EXERCISE OBJECTIVE = Rewrite the data below, putting "Could you indicate" in place of every occurrence of "Might you point out" and keeping everything else the same.

[Dataset records on object locations]
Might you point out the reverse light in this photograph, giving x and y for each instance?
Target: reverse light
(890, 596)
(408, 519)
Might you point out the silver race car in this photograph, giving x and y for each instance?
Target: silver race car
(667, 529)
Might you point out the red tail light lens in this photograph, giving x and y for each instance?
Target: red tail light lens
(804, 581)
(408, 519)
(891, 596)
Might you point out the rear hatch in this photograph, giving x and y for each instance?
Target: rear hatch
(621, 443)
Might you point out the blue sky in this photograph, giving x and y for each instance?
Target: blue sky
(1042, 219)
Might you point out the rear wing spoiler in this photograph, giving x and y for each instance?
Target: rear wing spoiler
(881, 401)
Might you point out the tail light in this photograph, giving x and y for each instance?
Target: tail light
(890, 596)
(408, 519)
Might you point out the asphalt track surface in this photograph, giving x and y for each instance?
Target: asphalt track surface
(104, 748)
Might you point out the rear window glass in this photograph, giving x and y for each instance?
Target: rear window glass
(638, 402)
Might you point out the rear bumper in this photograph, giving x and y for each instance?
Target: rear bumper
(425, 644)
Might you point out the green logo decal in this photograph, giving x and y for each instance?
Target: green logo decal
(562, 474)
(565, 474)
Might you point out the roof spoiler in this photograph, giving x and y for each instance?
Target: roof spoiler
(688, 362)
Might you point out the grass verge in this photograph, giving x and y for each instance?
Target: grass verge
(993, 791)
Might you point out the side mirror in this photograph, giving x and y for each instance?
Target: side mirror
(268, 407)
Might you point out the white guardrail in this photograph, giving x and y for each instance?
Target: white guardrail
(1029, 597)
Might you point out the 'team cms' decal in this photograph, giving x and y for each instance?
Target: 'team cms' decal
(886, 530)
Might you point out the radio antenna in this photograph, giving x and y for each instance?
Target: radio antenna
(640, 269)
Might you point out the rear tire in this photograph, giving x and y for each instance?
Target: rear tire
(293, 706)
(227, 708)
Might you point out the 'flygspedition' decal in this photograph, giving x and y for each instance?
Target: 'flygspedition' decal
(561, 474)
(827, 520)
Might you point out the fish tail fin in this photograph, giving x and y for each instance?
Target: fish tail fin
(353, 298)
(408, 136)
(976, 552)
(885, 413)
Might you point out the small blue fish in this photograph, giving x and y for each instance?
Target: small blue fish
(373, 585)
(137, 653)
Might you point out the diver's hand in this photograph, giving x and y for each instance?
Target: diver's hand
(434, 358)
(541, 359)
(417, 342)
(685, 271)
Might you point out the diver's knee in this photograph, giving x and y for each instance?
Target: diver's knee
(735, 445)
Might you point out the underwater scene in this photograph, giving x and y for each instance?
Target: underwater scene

SOLUTION TO THIS EXERCISE =
Could you indicate the reverse light in this photograph, giving x and y for each instance?
Target: reverse light
(890, 596)
(408, 519)
Could you indicate the silver race car in this photograph, giving x and y for each instance?
Target: silver race car
(667, 529)
Could you indicate the red tail light lens in this photograph, giving x and y for each instance?
Target: red tail light lens
(804, 581)
(408, 519)
(891, 596)
Could you indicate the rear hatch in this photograph, giving x and y for each instance?
Target: rear hatch
(621, 443)
Could you indicate the blue sky in this photograph, giving x and y for each instance?
Target: blue sky
(1042, 219)
Could you indicate the rear wing spoiler in this photograph, giving x and y for each instance?
Target: rear wing spoiler
(881, 401)
Could you indicate the tail light in this photograph, giving x and y for each instance?
Target: tail light
(890, 596)
(408, 519)
Could you indicate the asphalt track surface in this photograph, giving x and y for each instance?
Target: asphalt track surface
(104, 748)
Could you indicate the rear window glass in this photograph, giving x and y for each instance?
Target: rear window glass
(638, 402)
Could you indicate the rear bumper in this photograph, giving x and y for each instance?
Target: rear bumper
(425, 644)
Could you indicate the green logo decal in this photograph, giving x and y for each instance?
Target: green logo decal
(562, 474)
(565, 474)
Could you indicate the roof spoiler in this photograph, giving x and y for each instance?
Target: roof spoiler
(688, 362)
Could you indicate the grass verge in this photograph, giving x and y for each instance?
Target: grass verge
(993, 791)
Could you indicate the side mirror in this photograph, giving x and y for each instance?
Target: side mirror
(268, 407)
Could you indicate the white guardrail in this photograph, giving x and y for each instance?
Target: white guardrail
(1029, 597)
Could you indicate the 'team cms' decal in this photograph, giving x and y for each instance?
Target: 'team cms' decal
(886, 530)
Could you indicate the radio antenna in this photograph, giving x and y for each instance?
Target: radio antenna
(640, 269)
Could you indicate the rear tire in this photograph, giving x and y for each instance?
Target: rear tire
(293, 706)
(227, 708)
Could you indicate the 'flygspedition' decal in this photograph, giving x and y for each instance?
Target: 'flygspedition' decal
(561, 474)
(827, 520)
Could you indicate the fish tail fin in this photograph, giving x and y for each instance?
Target: fish tail fin
(353, 298)
(408, 136)
(976, 552)
(885, 413)
Could you indicate the small blue fish in this photograph, giving x and y for each instance?
Target: small blue fish
(373, 585)
(137, 653)
Could you indicate the diver's hand in this photograph, giving x and y for each instance?
Target: diver's hand
(434, 358)
(541, 359)
(417, 342)
(685, 271)
Could you indicate the diver's knee in this photograph, giving x and y for each instance?
Target: diver's knee
(735, 445)
Could you indicate the underwater scene in this photograph, giving x and y for each instance?
Target: underwater scene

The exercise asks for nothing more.